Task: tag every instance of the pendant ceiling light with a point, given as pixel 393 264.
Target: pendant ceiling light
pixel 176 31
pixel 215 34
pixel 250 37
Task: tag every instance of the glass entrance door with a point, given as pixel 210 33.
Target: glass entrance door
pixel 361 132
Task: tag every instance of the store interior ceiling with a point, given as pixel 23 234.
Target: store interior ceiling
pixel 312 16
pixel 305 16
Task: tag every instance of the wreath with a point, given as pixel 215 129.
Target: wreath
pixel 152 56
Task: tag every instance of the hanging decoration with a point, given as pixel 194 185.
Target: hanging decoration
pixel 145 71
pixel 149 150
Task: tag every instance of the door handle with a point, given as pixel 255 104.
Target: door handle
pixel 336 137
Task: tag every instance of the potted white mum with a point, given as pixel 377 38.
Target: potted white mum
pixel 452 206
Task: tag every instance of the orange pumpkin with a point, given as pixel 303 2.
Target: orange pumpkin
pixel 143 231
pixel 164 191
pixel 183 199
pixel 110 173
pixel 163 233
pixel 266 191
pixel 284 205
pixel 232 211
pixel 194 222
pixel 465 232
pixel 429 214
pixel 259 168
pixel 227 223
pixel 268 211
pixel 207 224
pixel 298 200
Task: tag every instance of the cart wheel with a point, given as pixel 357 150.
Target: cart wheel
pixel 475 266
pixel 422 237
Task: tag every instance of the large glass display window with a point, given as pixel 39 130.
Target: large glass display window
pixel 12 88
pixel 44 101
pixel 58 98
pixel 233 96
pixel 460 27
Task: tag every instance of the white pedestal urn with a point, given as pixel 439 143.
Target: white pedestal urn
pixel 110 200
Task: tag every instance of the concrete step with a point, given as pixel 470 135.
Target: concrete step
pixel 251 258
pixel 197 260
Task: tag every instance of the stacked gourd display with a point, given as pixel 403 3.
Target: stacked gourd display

* * *

* WHAT TO PRODUCE *
Render the lines of the listing between the one containing "Task: tag every instance of the potted" and the one containing "pixel 452 206", inclusive, as a Markdown table with columns Row and Line. Leave out any blank lines.

* SOLUTION TO THE EXERCISE *
| Row | Line |
|---|---|
| 1 | Task: tag every instance of the potted white mum with a point, given as pixel 377 38. |
| 2 | Target: potted white mum |
| 3 | pixel 452 206 |